__TO DO__. Look for the line containing "Point out the person's" in the listing below. Retype that line and every subsequent line through the last one, and only those.

__AVAILABLE DATA__.
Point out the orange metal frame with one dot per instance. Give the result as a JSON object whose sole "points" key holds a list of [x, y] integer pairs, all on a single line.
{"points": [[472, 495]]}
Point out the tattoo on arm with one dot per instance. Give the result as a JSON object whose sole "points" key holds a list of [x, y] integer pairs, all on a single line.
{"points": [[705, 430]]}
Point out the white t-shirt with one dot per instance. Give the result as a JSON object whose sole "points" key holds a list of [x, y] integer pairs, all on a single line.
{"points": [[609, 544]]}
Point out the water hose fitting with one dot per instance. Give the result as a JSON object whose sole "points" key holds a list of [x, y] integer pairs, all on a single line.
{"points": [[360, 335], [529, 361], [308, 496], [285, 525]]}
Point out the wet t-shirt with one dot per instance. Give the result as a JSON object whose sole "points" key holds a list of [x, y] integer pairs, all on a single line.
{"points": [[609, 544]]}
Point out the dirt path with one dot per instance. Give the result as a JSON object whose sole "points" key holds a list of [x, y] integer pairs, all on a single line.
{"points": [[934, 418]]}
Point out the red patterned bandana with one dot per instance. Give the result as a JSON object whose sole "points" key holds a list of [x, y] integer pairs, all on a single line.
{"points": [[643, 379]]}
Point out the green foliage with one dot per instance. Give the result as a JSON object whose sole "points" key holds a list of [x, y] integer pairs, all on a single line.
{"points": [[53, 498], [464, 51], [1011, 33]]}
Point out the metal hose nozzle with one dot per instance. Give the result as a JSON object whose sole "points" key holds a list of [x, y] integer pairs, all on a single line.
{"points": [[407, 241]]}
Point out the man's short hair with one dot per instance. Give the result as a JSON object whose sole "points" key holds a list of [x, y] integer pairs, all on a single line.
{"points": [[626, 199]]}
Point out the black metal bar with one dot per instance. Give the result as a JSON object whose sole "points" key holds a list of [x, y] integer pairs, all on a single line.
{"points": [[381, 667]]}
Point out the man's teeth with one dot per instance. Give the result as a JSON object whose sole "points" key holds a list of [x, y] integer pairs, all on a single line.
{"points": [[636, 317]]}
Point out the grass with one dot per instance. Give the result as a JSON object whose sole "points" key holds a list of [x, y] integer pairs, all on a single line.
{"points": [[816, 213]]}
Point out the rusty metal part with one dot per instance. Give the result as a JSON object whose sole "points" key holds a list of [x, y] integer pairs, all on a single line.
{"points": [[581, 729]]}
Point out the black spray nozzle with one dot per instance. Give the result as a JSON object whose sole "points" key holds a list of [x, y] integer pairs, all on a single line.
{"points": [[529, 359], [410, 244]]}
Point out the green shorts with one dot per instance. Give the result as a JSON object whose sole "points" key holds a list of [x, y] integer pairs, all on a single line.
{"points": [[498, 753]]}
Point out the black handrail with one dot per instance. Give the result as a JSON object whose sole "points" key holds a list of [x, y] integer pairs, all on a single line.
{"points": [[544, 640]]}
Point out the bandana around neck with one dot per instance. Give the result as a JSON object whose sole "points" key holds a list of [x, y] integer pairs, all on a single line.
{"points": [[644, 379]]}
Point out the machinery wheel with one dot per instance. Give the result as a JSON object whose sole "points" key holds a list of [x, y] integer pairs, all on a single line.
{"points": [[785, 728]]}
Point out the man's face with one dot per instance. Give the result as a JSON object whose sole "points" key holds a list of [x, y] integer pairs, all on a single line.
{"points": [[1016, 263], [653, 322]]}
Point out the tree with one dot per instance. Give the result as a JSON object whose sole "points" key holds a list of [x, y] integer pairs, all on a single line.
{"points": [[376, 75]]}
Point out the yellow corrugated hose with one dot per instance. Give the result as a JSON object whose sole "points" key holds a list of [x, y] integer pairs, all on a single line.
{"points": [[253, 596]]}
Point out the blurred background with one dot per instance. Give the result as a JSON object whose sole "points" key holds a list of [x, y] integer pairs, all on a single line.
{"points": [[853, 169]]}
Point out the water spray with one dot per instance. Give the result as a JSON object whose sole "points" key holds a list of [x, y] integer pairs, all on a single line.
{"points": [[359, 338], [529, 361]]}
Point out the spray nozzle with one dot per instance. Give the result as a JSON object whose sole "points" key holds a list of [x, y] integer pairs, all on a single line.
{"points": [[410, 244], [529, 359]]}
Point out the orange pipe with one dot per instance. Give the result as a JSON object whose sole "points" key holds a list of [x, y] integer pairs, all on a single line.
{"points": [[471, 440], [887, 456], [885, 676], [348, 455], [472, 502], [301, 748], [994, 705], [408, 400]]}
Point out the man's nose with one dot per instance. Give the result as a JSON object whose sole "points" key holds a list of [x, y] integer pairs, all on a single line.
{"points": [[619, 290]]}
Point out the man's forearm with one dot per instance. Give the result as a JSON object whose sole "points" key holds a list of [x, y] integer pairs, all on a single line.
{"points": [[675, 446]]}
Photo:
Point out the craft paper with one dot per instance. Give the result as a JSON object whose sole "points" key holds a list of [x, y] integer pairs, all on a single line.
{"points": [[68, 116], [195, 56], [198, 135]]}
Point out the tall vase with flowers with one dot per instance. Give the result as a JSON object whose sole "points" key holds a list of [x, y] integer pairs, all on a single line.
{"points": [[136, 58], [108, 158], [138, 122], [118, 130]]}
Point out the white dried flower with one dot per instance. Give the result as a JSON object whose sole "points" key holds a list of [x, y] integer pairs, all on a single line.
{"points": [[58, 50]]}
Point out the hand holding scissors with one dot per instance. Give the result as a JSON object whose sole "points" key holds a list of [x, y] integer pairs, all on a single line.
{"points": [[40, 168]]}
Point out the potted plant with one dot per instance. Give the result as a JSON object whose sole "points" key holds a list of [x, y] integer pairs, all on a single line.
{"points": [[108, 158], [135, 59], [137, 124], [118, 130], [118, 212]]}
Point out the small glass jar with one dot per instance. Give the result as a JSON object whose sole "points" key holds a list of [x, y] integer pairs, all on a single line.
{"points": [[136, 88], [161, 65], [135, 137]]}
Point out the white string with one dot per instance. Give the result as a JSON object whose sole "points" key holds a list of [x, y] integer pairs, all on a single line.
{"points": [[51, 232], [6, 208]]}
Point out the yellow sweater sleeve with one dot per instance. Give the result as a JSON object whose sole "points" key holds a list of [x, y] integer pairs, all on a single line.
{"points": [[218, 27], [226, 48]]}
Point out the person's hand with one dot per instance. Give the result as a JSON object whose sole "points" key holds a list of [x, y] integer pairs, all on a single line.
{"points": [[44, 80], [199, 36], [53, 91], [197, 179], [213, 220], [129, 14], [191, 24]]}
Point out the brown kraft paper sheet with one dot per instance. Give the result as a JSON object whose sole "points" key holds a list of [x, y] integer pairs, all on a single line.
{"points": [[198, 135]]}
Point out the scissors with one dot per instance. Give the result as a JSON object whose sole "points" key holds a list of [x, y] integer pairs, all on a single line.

__ANSWER SECTION__.
Point out the person's hand with one dot per instance. Give the result as a JSON object whose sole "points" key holds a list of [x, y] integer pairs, all on a single line.
{"points": [[44, 80], [199, 36], [53, 91], [197, 179], [213, 220], [129, 14], [191, 24]]}
Point out the brown kraft paper sheet with one dot per instance. Give the result as a JSON object whose sole "points" key holds a list of [x, y] integer pairs, all on a single line.
{"points": [[198, 135]]}
Point out the scissors with one dot per instance. Give the result as a JSON object whose sole "points" key holds a list of [x, y] integer pairs, all on a single line.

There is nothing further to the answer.